Una de las razones por las que es probable que cada vez observemos relaciones más intensas entre el uso de cuarentenas y el deterioro económico es que, al fin y al cabo, las restricciones masivas son señal de que ha fracasado el uso de las herramientas epidemiológicas basadas en la realización de pruebas diagnósticas a tiempo, rastreo de contacto y aislamientos individualizados de casos sospechosos. En otras palabras: cuando, después de estar mucho tiempo lidiando con el virus, una ciudad o un país entero vuelven a una cuarentena de la que ya habían salido, es porque el contagio es tan alto que supera sus capacidades instaladas. Es un freno de emergencia para evitar una tragedia mayor. Pero, como todo freno, de tanto usarlo puede desgastarse fácilmente. Supone un coste creciente (material, pero también emocional) para la ciudadanía que las sufre

Es por ello que, en la medida de lo posible, las autoridades latinoamericanas están tratando de reducirlas y dimensionarlas. En Bogotá, por ejemplo, la ciudad entró a mediados de julio en un ciclo de cuarentenas quincenales por grandes sectores (llamados localidades, cada uno conteniendo cientos de miles de habitantes) del que apenas saldrá este jueves. Los datos sugieren que efectivamente la tasa media de contagio se ha visto reducida en dichas zonas gracias a los confinamientos. Pero el agotamiento ciudadano se deja notar cada vez más en una ciudad que tiene prácticamente a la mitad de su población viviendo en la informalidad.

Así las cosas, la solución sostenible para la región pasa probablemente por ampliar la capacidad de rastreo epidemiológico. Si el cortafuegos de cada brote se establece en cada contagio, si se rompe la cadena de transmisión al iniciarse, emplear instrumentos más severos, pero también más toscos será menos necesario.

Hay al menos un país en Latinoamérica que, por ahora, ha logrado evitar cuarentenas severas gracias a esta aproximación: es Uruguay. Juega con ventaja al ser más pequeño, menos desigual y disponer de más recursos económicos que la media continental. Pero no es menos cierto que hasta el momento ha empleado su ventaja estructural para establecer una defensa razonablemente efectiva basada en una capacidad de rastreo notable, que parte de una cantidad de pruebas diagnósticas por caso positivo sobresaliente: 100 por cada uno, demostrando con ello que ejecuta los suficientes tests como para que se le escape un número comparativamente menor de casos. La cifra contrasta con Bolivia o México: dos pruebas por positivo. El caso mexicano, cuyo Gobierno optó desde un inicio por una estrategia que renegaba de la utilidad de hacer pruebas masivas, a pesar de contar con una larga tradición epidemiológica —que se vio reforzada tras el episodio de la gripe A en 2009-2010—, es particularmente llamativo.

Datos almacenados
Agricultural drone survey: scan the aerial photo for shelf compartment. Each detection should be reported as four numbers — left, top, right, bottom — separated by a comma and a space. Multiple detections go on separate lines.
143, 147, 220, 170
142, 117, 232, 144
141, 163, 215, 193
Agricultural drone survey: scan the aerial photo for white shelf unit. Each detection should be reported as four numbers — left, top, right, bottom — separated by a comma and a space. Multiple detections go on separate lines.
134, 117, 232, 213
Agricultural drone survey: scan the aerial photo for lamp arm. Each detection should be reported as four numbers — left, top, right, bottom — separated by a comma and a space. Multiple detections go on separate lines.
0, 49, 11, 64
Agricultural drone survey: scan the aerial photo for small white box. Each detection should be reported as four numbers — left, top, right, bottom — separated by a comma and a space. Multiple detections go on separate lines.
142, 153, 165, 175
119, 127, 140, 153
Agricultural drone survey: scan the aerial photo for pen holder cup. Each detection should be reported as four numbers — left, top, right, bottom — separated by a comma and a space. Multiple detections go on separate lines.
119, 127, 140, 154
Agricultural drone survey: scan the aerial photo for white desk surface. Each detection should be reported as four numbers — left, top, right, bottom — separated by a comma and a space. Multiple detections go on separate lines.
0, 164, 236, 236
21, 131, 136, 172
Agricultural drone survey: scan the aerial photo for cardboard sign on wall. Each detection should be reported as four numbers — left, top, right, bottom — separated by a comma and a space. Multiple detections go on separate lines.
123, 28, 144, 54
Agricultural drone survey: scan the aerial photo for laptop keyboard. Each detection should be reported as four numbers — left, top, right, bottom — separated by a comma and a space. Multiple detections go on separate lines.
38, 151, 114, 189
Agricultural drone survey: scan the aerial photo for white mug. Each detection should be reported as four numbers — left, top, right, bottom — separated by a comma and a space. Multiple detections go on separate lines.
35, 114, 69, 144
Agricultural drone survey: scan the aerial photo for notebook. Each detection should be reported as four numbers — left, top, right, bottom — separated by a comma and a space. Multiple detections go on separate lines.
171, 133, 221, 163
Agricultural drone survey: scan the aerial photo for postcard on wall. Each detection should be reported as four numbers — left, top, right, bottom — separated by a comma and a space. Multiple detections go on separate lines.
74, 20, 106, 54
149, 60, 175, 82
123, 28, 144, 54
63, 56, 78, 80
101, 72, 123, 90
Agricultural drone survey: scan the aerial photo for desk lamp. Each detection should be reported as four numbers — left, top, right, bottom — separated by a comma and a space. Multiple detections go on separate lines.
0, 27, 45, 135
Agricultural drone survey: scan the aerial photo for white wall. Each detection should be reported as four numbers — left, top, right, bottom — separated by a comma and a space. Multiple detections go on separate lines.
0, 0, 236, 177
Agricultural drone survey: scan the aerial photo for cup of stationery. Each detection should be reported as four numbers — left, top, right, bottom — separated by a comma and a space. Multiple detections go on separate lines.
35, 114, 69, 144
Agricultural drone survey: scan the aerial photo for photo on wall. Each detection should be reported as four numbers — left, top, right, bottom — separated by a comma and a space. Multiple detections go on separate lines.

Tareas por realizar ::
1 - Responde con la información del fragmento sobre las cuarentenas en Latinoamérica:
(a) ¿Cuándo entró Bogotá en un ciclo de cuarentenas quincenales por localidades?
(b) ¿Cuántas pruebas diagnósticas por caso positivo realiza Uruguay?
(c) ¿Qué dos países hacen solo dos pruebas por positivo?
2 - Continúa el fragmento sobre las cuarentenas en Latinoamérica a partir de su última oración.

Resultados por tarea ::
1 -
(a) A mediados de julio.
(b) 100 pruebas por cada caso positivo.
(c) Bolivia y México.

2 -
Es cierto que la labor epidemiológica es más complicada cuando tienes más, muchos más casos que Uruguay, como pasa en México: hay más positivos potenciales que confirmar, más rastreo que hacer. Pero esta es una calle de doble vía: a medida que se amplían las capacidades de detección y rastreo, el número de contagios se ve reducido poco a poco. Cada nuevo contagio que no se produce facilita el propio trabajo de mitigación: no sólo hace más improbables futuras cuarentenas, también rebaja la tensión sobre los propios equipos que tienen que aislar cada caso sospechoso, cuidarlo, estudiarlo y eventualmente confirmarlo o descartarlo. Es un círculo difícil de romper, pero un buen punto para hacerlo es precisamente invertir en dichas capacidades, activando procesos de rastreo con la mera sospecha de contagio. Países que ya disponen de una base estructural, como México, tienen mucho campo que recorrer hasta llegar al punto de Uruguay, pero también las capacidades para llegar ahí. Otros se han puesto a trabajar para llegar de una manera u otra al modelo de referencia (Costa Rica, Colombia, Paraguay). De esta forma, las políticas de restricción podrían adecuarse no solo al momento, sino también a las necesidades de los países de la región. Con una nueva prioridad: evitar, en la medida de lo posible, la vuelta a las cuarentenas.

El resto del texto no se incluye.